На языке нейрофизиологии, речь идет о «правиле зеркала» (когнитивный киновед Джеффри Закс, упоминаемый нами ранее, называет его правилом «делай то, что видишь»). Оно выведено из теории Уильяма Джеймса, которая гласит:
эмоция следует вслед за телесной реакцией (мы смеемся не потому, что нам весело, а нам весело, потому что мы смеемся).
Например, если зажать карандаш между зубами, заработают те же мышцы, что и при улыбке; и при просмотре фильма мы испытаем больше позитивных эмоций. Как раз на этом построены психологические советы в духе «чаще улыбайтесь себе в течение дня, и через неделю вы увидите положительную разницу в вашем состоянии».
«Правило зеркала» идет в комплекте с другой фишкой — «правилом успеха» («делай то, что работает»).

_ПРИВЕДЁННЫЙ СПИСОК:_
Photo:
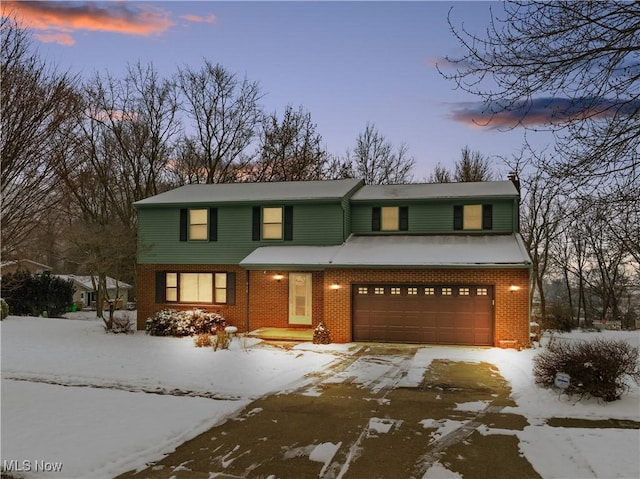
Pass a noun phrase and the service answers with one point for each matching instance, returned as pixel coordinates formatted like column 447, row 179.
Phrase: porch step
column 283, row 334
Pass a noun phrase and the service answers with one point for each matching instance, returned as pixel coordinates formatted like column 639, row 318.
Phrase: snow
column 100, row 404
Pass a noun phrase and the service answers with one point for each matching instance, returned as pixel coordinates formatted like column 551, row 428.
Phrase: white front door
column 300, row 298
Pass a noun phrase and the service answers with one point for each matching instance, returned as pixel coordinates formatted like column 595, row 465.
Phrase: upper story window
column 199, row 224
column 472, row 217
column 209, row 288
column 272, row 223
column 390, row 218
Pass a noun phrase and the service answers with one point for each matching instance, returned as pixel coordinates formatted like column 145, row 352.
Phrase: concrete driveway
column 335, row 428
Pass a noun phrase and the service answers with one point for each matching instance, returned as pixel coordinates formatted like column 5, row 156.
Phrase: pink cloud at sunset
column 199, row 19
column 116, row 17
column 539, row 111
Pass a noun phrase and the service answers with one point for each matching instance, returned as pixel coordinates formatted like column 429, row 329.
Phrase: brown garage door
column 432, row 314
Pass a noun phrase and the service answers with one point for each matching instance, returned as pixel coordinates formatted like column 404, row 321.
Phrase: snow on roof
column 85, row 281
column 267, row 191
column 398, row 251
column 436, row 190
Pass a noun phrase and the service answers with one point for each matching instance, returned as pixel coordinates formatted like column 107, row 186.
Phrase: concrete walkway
column 336, row 428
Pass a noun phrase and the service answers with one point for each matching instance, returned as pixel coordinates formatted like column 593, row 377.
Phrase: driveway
column 336, row 427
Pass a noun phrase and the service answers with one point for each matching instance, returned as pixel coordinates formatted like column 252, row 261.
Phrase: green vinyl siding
column 159, row 233
column 434, row 217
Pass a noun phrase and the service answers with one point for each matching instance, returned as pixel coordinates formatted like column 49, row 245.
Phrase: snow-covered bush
column 170, row 322
column 598, row 368
column 202, row 340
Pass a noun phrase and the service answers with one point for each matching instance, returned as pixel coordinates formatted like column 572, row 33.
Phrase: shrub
column 598, row 368
column 170, row 322
column 31, row 295
column 202, row 340
column 4, row 307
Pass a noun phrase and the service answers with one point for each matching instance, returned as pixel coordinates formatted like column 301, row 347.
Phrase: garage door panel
column 429, row 314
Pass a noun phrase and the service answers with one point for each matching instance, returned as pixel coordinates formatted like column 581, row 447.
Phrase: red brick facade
column 269, row 297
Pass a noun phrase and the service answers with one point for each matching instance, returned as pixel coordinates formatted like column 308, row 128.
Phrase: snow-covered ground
column 113, row 420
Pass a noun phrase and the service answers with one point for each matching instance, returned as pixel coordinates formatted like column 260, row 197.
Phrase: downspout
column 247, row 303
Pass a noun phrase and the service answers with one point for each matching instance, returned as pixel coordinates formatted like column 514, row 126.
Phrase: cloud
column 60, row 38
column 67, row 17
column 199, row 19
column 540, row 111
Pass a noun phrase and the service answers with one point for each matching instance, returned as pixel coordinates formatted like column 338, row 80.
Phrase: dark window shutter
column 213, row 224
column 183, row 224
column 288, row 223
column 457, row 217
column 375, row 218
column 161, row 281
column 255, row 231
column 231, row 288
column 487, row 217
column 404, row 218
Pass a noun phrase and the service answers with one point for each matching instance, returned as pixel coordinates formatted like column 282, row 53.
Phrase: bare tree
column 38, row 113
column 374, row 160
column 473, row 166
column 290, row 149
column 440, row 175
column 226, row 116
column 570, row 67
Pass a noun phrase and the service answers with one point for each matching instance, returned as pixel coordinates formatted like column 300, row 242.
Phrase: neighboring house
column 33, row 267
column 85, row 294
column 417, row 263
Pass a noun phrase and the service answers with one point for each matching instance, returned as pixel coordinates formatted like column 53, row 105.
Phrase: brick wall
column 269, row 298
column 146, row 297
column 511, row 308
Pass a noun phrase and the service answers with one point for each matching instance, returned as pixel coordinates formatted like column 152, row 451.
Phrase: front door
column 300, row 298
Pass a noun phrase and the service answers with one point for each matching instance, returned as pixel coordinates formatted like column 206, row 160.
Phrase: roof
column 87, row 284
column 411, row 191
column 252, row 192
column 398, row 251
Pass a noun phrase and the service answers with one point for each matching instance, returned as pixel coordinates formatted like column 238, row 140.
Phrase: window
column 220, row 287
column 272, row 222
column 171, row 293
column 390, row 218
column 212, row 288
column 196, row 288
column 473, row 217
column 198, row 224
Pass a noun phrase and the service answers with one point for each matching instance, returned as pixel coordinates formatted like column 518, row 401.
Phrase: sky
column 347, row 63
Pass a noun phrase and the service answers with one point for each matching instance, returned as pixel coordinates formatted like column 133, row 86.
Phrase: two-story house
column 419, row 263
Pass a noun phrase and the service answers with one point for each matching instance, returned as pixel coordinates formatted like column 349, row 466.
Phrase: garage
column 423, row 313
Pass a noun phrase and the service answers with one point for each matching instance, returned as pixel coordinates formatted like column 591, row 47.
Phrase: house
column 33, row 267
column 416, row 263
column 85, row 290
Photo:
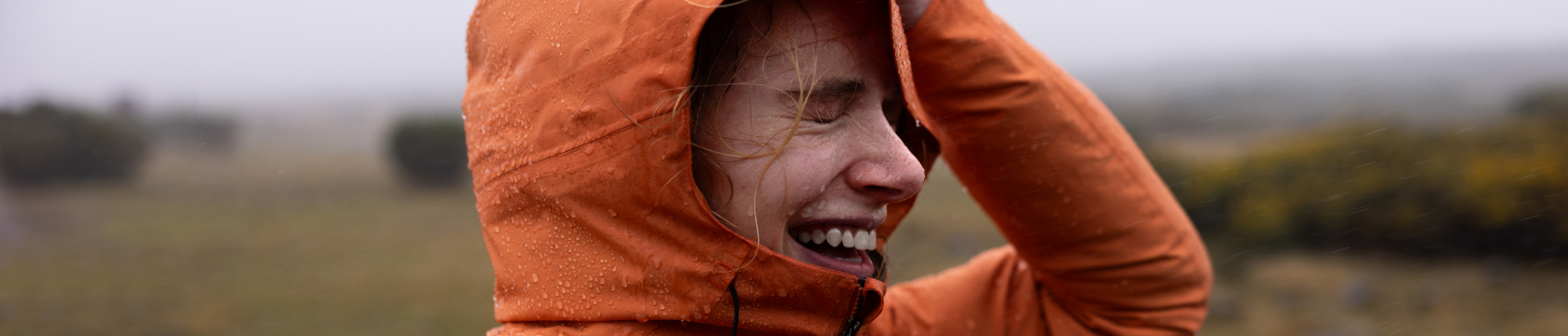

_ЗАДАНИЯ:_
a) Перепишите фрагмент текста о правиле зеркала от «На языке нейрофизиологии, речь» до «что мы смеемся).» включительно, заменив «эмоция» на «чувство».
b) Пожалуйста, продолжите текст о правиле зеркала после его последнего предложения.
Список никак не связан с текстом о правиле зеркала.

_ОТВЕТЫ К ЗАДАНИЯМ:_
a)
На языке нейрофизиологии, речь идет о «правиле зеркала» (когнитивный киновед Джеффри Закс, упоминаемый нами ранее, называет его правилом «делай то, что видишь»). Оно выведено из теории Уильяма Джеймса, которая гласит:
чувство следует вслед за телесной реакцией (мы смеемся не потому, что нам весело, а нам весело, потому что мы смеемся).

b)
Пока мы наблюдаем за мешаниной интенсивного движения на экране, наше тело то и дело дергается и активничает в силу дарвиновского «принципа ассоциированных привычек». Он гласит, что со временем мы вырабатываем определенные движения для удовлетворения желаний или решения проблем (например, гримаса злости призвана устрашать противника), но при возникновении аналогичных эмоций или ощущений выполняем ровно те же движения, даже если от них уже нет никакого толка (гримаса злости появляется и при просмотре кино, хотя устрашать нам некого).
Получается, что мы «зеркалим» видимое на экране: включаем телесные реакции в ответ на эмоции, а эмоции — в ответ на телесные реакции. И застреваем в психофизиологической петле.
В яблочко метил создатель биомеханики Мейерхольд, когда писал: «Положение нашего тела в пространстве влияет на всё, что мы называем эмоцией, интонацией в произносимой фразе, точно есть какой-то толчок в мозг».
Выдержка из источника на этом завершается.